The Coronavirus pandemic has had a remarkable impact on several aspects of democratic societies, beyond health, that have affected our ways of living together, the economic reality, consumer habits, and the way we manage public and private activities.

Faced with this challenge, governments had to adopt urgent measures whose implementation has provoked political responses in parliamentary debates, for, as Shepherd, MacKendrick & Mora pointed out (2020, 2), “the pandemic emerged among anxieties about the trustworthiness of government institutions”.

The management of this crisis, including the adoption of important curtailments of civil liberties, happened in a moment of extreme political complexity in the evolution of the democratic model in advanced societies in which these new proposals have even questioned the design of the institutional state, as Maesschalck points out (2020, 128):

The closing of the public space and the restriction of individual liberties, substituted by non-transparent, expedite administrative procedures, have restricted the political order to its most questioned form from an intellectual and social point of view, that is, the obsolete structure of a representative and surveillance democracy (versus other forms that started to manifest themselves in previous decades)

In this context, the relation between the executive and legislative powers seems particularly complex, both because of the impact of the adopted solutions on the democratic quality and transparency and the implications of the different political actors, as indicated by Dodds & alii (2020, 293):

These are truly extraordinary times, which will require parliamentary democracies in particular to think about how and when they recalibrate the relationship between the executive and legislature. As authoritarian governments have shown repeatedly, there is a danger that the state of emergency becomes the new norm.

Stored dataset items
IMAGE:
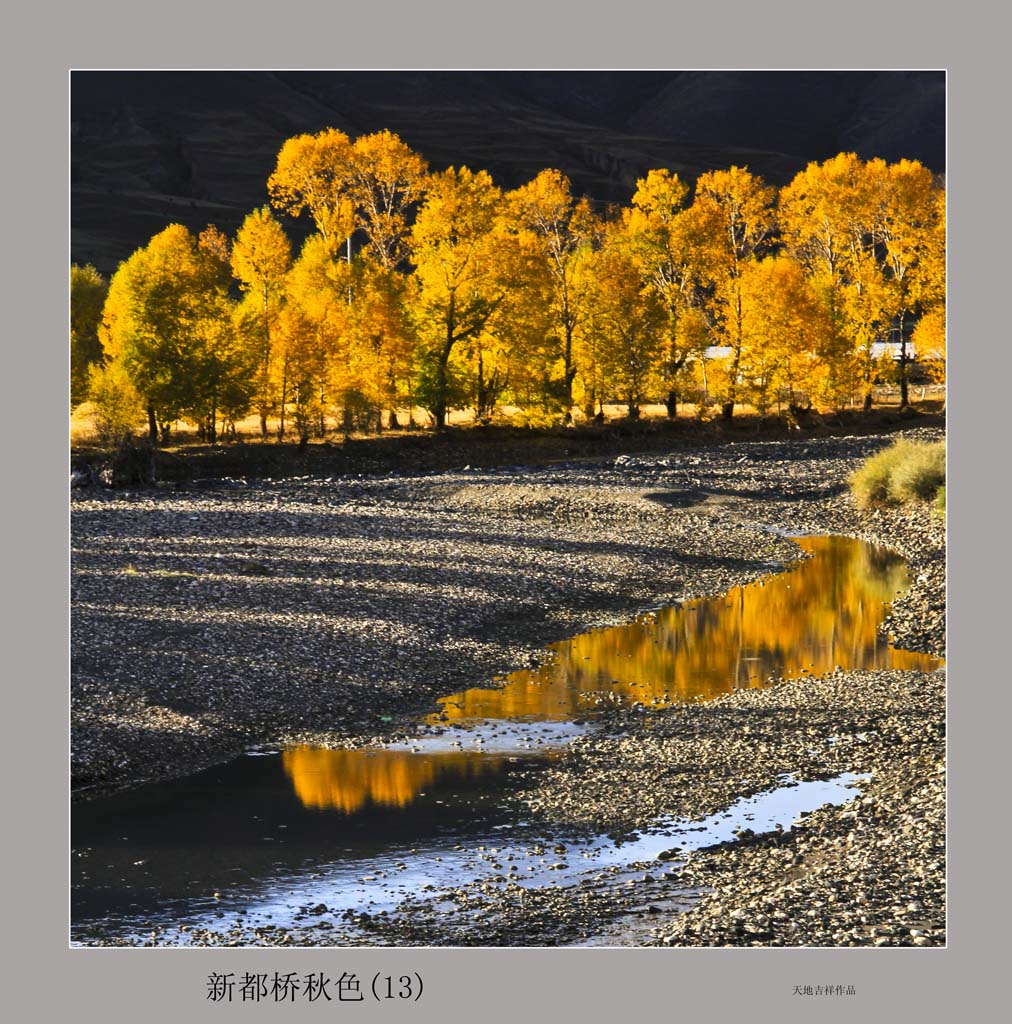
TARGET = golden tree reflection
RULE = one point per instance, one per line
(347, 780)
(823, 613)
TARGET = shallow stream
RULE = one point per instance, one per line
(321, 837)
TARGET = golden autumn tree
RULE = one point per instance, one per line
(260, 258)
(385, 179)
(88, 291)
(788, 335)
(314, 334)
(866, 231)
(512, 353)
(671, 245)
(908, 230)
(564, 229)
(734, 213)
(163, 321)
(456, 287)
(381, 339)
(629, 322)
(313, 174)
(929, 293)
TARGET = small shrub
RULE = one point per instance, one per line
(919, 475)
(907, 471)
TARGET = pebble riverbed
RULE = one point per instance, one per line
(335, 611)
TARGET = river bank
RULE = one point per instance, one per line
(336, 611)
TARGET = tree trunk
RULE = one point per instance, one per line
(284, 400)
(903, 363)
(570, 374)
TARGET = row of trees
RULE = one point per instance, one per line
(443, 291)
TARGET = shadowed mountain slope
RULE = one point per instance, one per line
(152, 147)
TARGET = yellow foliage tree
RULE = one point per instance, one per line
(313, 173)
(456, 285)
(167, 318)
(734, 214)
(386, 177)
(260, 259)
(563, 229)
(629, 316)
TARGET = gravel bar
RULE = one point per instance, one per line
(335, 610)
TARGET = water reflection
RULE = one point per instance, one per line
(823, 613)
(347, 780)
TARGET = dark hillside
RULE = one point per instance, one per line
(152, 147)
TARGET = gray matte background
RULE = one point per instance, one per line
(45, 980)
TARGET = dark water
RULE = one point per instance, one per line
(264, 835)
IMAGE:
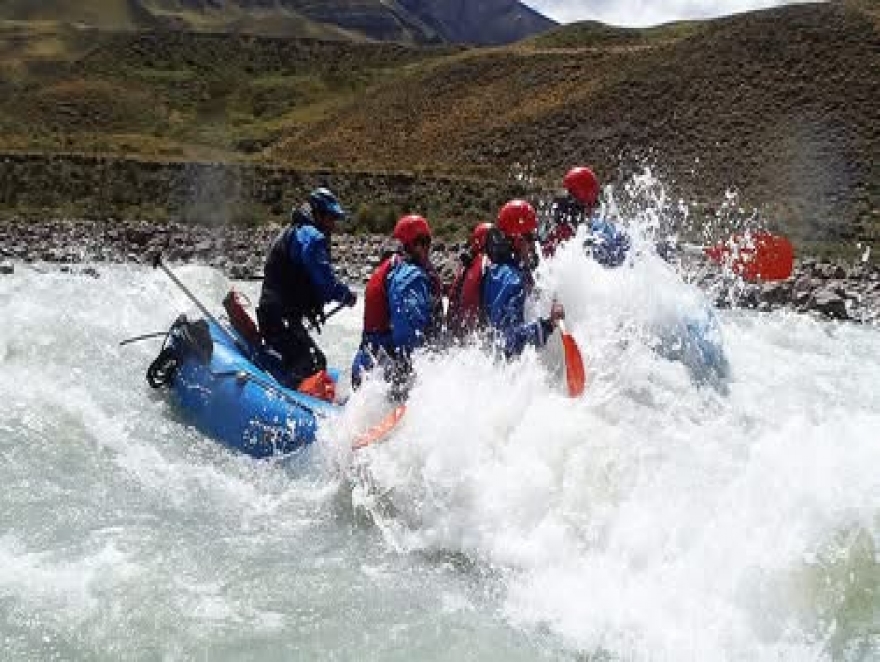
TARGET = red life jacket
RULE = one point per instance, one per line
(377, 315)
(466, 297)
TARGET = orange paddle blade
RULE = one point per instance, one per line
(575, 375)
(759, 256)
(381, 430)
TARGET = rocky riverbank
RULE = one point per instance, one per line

---

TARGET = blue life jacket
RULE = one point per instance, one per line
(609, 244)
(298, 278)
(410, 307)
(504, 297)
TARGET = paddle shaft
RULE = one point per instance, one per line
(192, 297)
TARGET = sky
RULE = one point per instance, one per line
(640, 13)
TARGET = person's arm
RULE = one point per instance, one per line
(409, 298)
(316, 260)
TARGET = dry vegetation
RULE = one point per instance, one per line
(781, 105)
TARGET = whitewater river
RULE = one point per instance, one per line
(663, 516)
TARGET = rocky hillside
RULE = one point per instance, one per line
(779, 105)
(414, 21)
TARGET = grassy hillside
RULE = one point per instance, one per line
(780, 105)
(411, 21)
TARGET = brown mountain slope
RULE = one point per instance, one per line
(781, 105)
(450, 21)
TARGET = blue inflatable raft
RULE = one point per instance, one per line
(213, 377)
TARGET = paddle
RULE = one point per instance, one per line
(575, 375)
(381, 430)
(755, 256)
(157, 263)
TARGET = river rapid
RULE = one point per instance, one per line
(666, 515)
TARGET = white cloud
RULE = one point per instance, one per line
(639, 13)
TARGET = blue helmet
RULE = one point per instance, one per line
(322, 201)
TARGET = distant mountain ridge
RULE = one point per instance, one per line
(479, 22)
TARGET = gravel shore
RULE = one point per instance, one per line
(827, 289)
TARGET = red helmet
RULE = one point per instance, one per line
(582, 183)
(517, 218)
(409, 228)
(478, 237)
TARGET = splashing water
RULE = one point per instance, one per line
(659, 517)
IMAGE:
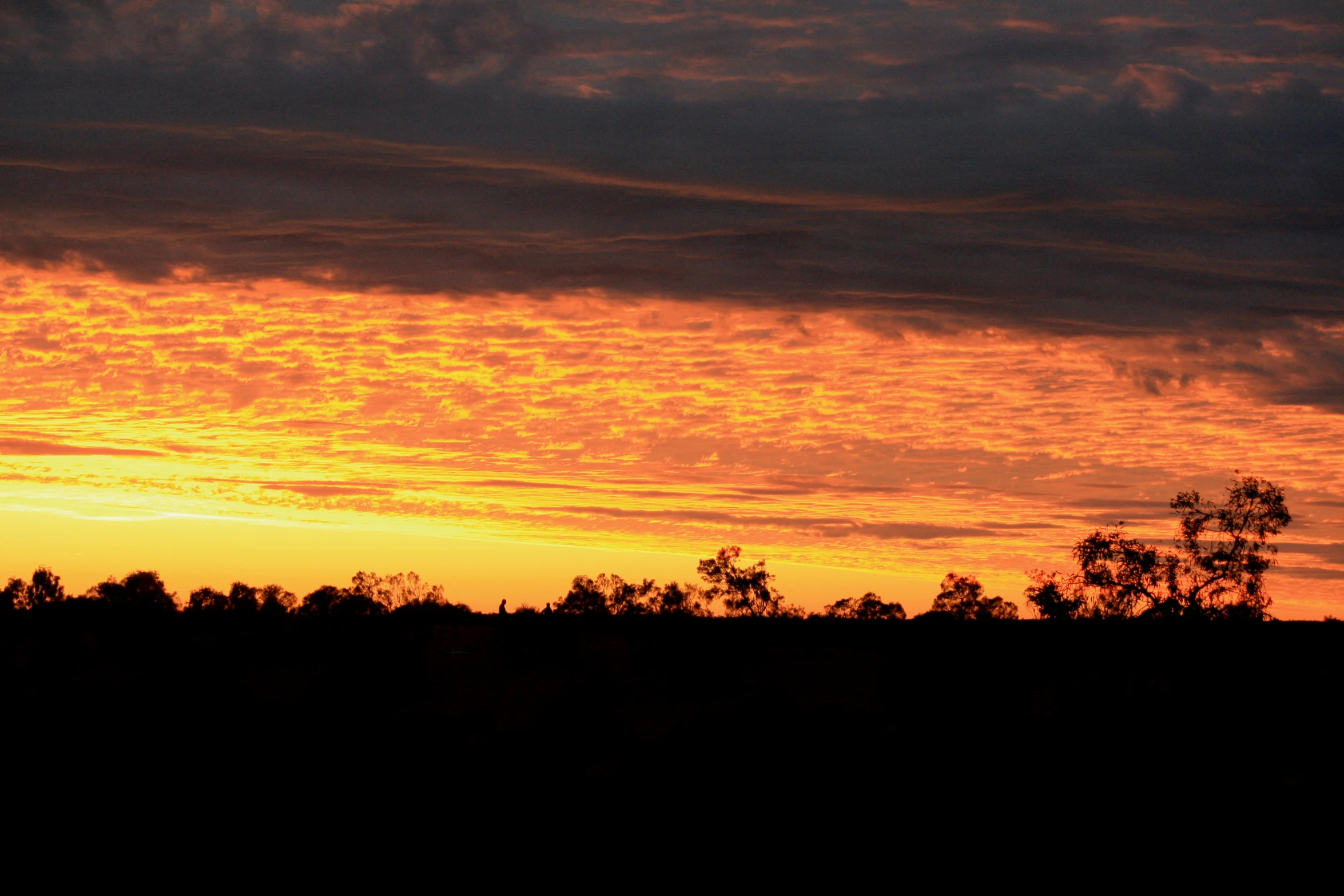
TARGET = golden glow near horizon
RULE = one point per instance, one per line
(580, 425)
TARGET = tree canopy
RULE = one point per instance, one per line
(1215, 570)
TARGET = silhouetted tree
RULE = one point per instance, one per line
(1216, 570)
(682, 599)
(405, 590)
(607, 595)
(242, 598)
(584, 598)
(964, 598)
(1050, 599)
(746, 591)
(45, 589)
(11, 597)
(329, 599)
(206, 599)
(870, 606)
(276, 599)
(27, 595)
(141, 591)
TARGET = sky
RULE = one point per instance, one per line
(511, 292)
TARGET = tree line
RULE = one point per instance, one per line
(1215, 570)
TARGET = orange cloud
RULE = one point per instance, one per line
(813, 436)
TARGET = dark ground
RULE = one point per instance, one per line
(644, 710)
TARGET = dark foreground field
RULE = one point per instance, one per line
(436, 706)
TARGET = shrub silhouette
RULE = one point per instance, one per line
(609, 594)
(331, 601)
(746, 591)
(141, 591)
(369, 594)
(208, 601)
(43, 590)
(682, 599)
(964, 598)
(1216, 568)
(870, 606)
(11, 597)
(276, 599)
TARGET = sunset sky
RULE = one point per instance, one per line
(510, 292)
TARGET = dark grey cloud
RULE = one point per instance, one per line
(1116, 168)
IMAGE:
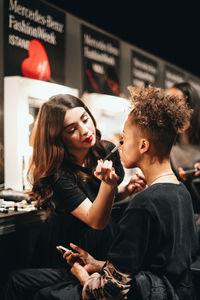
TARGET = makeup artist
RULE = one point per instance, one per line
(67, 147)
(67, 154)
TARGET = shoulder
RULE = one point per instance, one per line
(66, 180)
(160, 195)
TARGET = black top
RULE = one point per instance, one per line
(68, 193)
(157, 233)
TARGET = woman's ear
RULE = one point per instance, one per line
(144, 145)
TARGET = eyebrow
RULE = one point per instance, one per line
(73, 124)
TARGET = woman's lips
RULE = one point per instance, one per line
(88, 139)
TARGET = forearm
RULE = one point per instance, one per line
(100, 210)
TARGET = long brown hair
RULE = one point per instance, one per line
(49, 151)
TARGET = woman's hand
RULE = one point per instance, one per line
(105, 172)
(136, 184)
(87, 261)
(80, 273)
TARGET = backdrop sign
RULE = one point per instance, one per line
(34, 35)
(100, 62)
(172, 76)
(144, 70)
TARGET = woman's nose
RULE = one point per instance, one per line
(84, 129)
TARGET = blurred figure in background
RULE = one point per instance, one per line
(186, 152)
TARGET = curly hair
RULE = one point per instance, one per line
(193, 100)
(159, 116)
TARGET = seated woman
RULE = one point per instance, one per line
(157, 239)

Problems to work on:
A – Please decide whether each statement agrees with the excerpt on the pandemic and democracy. Answer yes or no, and quote the deciding words. (i) The pandemic affected consumer habits. (ii) The quotation from Dodds & alii says the state of emergency has already become the new norm. (iii) The measures adopted by governments provoked political responses in parliamentary debates.
B – Edit the excerpt on the pandemic and democracy from "The Coronavirus pandemic" up to and including "and private activities.", and replace "economic reality" with "financial reality".
The records are separate material and have no connection to the excerpt on the pandemic and democracy.

Written responses:
A –
(i) Yes: "consumer habits"
(ii) No: "there is a danger that the state of emergency becomes the new norm"
(iii) Yes: "whose implementation has provoked political responses in parliamentary debates"

B –
The Coronavirus pandemic has had a remarkable impact on several aspects of democratic societies, beyond health, that have affected our ways of living together, the financial reality, consumer habits, and the way we manage public and private activities.